Under stage 4, all construction activity stops, as do load-bearing trucks except for essential commodities, thus squeezing supplies to wholesale and retail markets. School education goes into hybrid mode except for class 12. Schools for children up to class 5 are closed. Young children cannot be left alone at home.

Working parents have an option to work from home since both private and government institutions were required to reduce in- person attendance to 50%.

But as a Delhi order, it could not be imposed on central government institutions, while hospitals and other emergency services do not have a virtual-work option even under Grap 4.

Improving air quality is not an ornamental add-on to the quality of life. It is critically necessary to chart a rational path towards the country’s growth ambitions.

Uncurbed pollution is severely destructive of the health and productivity of the population. But if pollution can be curbed only by stopping the movement of goods and people and construction activity, growth suffers.

Data items:

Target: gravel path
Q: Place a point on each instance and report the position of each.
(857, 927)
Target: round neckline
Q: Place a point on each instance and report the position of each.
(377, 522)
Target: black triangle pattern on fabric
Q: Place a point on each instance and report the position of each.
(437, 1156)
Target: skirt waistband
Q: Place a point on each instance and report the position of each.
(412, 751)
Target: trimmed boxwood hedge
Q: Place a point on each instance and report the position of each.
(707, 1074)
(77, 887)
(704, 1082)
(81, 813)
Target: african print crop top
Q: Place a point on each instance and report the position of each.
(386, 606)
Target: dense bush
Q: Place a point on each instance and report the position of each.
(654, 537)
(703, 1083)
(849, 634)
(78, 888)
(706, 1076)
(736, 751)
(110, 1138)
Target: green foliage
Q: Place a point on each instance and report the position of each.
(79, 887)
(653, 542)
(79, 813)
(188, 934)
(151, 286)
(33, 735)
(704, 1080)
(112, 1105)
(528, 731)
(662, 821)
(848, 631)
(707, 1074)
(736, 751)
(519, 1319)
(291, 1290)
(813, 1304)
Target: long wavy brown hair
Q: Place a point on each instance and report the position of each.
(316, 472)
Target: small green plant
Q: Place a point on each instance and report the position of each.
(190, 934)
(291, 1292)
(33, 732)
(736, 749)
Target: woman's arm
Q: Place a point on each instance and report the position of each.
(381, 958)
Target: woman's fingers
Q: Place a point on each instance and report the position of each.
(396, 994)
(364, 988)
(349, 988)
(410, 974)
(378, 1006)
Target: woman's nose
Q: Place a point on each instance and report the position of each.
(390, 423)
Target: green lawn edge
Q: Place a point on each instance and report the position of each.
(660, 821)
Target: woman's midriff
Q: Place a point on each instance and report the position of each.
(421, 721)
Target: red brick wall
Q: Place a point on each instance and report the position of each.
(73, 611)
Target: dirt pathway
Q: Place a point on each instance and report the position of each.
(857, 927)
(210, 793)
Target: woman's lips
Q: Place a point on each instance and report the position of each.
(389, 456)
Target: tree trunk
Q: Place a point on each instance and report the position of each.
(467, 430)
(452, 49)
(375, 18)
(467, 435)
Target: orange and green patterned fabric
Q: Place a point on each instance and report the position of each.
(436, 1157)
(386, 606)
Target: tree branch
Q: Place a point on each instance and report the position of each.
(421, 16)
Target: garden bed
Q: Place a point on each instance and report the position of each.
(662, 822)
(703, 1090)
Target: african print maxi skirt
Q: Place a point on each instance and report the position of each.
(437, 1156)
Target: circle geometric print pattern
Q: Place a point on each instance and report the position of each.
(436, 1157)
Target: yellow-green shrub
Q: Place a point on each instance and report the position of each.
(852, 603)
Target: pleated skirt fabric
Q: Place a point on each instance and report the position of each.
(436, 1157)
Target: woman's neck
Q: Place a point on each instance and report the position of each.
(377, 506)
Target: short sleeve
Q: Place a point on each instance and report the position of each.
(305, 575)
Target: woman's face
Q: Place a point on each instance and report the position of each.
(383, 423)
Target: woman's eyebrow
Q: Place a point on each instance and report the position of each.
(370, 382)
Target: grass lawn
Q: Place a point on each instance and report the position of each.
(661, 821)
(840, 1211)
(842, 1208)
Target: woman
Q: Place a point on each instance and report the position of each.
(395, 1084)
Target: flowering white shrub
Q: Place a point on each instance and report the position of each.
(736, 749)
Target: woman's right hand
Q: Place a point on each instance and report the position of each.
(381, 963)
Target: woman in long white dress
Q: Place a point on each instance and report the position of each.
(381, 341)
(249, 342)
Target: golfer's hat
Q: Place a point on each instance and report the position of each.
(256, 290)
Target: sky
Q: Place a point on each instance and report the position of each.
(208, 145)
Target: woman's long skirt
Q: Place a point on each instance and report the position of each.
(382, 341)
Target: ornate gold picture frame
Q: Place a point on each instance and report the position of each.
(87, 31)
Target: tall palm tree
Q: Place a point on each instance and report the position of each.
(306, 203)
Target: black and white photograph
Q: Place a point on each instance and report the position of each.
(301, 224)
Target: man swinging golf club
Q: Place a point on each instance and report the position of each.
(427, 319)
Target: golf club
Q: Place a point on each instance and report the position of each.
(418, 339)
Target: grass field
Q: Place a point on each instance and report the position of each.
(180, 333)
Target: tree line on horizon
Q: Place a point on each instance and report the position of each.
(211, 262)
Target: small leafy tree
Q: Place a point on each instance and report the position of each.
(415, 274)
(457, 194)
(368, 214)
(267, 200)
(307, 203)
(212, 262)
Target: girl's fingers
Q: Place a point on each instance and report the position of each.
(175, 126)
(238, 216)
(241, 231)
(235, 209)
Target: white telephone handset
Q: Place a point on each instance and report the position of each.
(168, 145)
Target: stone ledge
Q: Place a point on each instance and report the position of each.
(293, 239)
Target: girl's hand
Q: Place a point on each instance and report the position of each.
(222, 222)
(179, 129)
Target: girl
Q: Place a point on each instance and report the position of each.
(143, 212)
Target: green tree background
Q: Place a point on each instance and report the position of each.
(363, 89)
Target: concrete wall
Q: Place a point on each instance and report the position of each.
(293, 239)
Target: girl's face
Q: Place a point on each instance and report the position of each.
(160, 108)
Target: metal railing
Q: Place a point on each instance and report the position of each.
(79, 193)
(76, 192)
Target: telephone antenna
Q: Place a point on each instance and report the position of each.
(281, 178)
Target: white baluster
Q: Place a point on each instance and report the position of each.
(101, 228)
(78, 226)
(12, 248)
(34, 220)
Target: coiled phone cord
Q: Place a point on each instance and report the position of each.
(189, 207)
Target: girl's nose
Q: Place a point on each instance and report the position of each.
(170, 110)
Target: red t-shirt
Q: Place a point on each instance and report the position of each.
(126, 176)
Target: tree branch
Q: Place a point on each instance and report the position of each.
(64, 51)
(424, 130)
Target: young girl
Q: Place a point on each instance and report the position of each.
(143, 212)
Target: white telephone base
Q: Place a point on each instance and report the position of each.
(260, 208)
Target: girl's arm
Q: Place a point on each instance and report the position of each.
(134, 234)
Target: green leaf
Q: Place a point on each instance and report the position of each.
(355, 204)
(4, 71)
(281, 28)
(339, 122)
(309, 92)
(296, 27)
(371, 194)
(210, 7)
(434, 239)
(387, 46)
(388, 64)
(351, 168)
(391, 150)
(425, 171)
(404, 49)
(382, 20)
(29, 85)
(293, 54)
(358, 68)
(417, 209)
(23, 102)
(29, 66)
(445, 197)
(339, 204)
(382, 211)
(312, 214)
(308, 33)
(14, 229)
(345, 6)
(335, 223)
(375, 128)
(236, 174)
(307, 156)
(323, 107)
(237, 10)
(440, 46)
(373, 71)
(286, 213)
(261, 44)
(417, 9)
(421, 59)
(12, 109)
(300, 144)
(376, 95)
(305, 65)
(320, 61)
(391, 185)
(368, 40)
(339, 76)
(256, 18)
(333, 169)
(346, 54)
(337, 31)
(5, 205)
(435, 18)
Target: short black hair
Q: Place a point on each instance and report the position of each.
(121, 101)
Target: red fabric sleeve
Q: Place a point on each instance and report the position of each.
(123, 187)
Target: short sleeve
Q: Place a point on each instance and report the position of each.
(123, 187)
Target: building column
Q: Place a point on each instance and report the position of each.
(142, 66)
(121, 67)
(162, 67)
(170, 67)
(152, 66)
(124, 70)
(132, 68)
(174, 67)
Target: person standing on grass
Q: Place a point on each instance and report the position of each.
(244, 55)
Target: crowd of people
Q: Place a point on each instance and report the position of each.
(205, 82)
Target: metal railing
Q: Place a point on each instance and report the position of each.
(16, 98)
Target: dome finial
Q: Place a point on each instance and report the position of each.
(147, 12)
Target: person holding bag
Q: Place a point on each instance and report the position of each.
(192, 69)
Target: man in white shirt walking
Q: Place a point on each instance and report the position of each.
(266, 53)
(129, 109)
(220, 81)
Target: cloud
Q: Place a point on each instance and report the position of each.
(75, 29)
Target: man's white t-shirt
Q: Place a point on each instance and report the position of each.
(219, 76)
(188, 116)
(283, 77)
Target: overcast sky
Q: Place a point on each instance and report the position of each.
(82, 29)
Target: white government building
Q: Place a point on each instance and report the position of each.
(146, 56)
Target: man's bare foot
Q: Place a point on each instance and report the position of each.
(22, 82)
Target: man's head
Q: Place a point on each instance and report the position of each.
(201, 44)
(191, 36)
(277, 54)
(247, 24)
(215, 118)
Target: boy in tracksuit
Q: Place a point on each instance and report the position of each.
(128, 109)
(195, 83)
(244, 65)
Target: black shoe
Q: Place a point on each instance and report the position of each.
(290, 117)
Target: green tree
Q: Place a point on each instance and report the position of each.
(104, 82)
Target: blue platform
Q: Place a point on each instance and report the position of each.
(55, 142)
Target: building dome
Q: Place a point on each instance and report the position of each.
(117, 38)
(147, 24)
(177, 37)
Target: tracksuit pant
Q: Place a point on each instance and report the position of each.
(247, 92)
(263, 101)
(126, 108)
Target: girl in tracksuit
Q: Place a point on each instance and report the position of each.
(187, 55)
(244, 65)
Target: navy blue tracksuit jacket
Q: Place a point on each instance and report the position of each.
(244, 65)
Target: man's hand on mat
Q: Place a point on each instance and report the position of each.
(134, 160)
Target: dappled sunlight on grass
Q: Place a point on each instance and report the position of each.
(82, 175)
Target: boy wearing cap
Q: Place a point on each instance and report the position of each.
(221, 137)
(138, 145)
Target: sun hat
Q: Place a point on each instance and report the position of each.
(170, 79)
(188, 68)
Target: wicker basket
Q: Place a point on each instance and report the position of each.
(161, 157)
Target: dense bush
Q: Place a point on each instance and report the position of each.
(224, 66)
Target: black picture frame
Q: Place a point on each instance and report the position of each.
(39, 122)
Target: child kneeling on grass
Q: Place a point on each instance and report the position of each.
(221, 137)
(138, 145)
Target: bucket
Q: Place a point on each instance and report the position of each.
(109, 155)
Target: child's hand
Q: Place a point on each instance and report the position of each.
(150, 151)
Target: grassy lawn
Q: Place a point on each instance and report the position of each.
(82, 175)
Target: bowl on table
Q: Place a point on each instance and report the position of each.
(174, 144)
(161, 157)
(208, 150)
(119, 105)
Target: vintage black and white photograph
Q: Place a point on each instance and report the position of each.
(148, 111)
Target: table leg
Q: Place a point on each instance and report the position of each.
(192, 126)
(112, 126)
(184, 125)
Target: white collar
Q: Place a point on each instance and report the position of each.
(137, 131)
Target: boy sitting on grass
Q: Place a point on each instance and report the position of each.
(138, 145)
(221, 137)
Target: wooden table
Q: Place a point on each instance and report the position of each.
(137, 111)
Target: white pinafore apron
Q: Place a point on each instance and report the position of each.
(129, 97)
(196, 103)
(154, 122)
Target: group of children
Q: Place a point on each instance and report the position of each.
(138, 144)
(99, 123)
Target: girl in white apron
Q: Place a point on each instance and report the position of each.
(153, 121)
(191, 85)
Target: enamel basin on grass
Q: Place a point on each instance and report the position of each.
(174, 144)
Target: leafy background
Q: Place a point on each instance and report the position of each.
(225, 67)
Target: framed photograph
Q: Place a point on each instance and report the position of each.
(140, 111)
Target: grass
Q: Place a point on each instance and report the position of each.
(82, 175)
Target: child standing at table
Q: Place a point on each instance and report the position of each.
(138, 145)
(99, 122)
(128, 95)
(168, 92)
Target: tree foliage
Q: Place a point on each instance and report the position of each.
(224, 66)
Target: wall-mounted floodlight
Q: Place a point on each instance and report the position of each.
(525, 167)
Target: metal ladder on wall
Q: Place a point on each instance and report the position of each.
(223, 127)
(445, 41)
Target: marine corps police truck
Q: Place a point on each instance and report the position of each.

▶ **Assigned task 1**: List every measure that the first paragraph of the passage on Delhi's pollution curbs says applies under stage 4.
▶ **Assigned task 2**:
Answer each question from the passage on Delhi's pollution curbs.
(a) To what share were private and government institutions required to reduce in-person attendance?
(b) On which institutions could the Delhi order not be imposed?
(c) What does the passage say uncurbed pollution is severely destructive of?
▶ **Assigned task 3**: Copy the part of the passage on Delhi's pollution curbs that opens with the words containing "Working parents have" and closes with "under Grap 4.".
The data items play no part in these tasks.

▶ **Exercise output 1**:
- All construction activity stops.
- Load-bearing trucks stop, except those carrying essential commodities.
- School education goes into hybrid mode, except for class 12.
- Schools for children up to class 5 are closed.

▶ **Exercise output 2**:
(a) 50%
(b) Central government institutions
(c) The health and productivity of the population

▶ **Exercise output 3**:
Working parents have an option to work from home since both private and government institutions were required to reduce in- person attendance to 50%.

But as a Delhi order, it could not be imposed on central government institutions, while hospitals and other emergency services do not have a virtual-work option even under Grap 4.